A run of rows
:::

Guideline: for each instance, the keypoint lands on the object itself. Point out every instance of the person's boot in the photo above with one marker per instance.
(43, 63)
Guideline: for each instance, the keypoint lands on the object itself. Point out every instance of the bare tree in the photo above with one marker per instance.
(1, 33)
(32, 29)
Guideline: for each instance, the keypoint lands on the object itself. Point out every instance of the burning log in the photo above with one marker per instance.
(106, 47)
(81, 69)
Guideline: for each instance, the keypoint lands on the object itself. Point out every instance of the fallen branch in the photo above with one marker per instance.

:::

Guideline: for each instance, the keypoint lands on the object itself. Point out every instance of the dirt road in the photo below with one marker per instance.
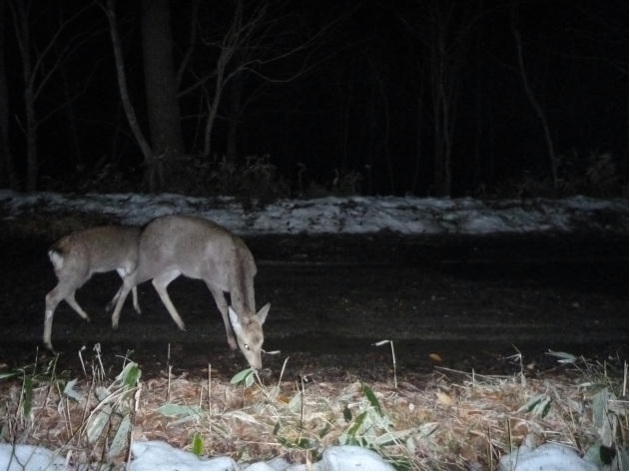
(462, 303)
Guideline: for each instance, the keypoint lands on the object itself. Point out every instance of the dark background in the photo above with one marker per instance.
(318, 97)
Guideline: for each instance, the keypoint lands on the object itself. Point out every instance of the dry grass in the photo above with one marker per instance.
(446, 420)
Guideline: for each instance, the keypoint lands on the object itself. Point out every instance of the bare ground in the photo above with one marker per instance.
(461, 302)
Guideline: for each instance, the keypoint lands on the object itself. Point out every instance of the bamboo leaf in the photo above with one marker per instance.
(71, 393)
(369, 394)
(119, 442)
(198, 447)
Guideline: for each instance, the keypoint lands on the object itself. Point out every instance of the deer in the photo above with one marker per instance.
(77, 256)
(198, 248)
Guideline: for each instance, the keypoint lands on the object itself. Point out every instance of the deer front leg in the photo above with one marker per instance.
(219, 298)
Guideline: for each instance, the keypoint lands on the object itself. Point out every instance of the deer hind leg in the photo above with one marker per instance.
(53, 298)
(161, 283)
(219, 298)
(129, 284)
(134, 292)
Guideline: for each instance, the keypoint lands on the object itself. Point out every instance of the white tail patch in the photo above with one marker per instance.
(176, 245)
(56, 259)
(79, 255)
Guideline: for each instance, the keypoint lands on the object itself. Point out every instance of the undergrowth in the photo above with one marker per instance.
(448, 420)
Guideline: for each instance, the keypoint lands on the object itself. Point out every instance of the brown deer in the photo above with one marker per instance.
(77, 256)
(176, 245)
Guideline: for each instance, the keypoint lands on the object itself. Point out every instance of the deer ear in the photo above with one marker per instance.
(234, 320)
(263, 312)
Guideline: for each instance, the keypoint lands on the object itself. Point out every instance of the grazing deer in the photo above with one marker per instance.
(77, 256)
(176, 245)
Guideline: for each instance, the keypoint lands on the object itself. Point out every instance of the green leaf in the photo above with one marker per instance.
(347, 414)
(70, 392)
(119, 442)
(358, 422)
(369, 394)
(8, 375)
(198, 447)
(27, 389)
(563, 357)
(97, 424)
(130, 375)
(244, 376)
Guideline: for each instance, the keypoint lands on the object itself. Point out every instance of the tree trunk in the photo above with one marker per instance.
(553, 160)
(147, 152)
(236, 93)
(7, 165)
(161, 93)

:::

* [Given instruction]
Can you format the part that opens with the line containing "the bare tree" and closes with the line containing "of the fallen", both of those lines included, as a JSON list of strings with one string per line and no blank lines?

* [Exercise answer]
[
  "Guideline: for each instance, the keypoint lands on the object itself. Point out every instance of the bare tree in the photo above with one marker per instance.",
  "(1, 33)",
  "(32, 29)",
  "Guideline: for each instance, the keypoint lands on the object itself. Point out every instance of the burning log in the photo above with one marker per instance.",
  "(106, 47)",
  "(81, 69)",
  "Guideline: for each instance, the keypoint lands on the object itself. Point out every instance of the fallen branch in the photo above with one marker per instance."
]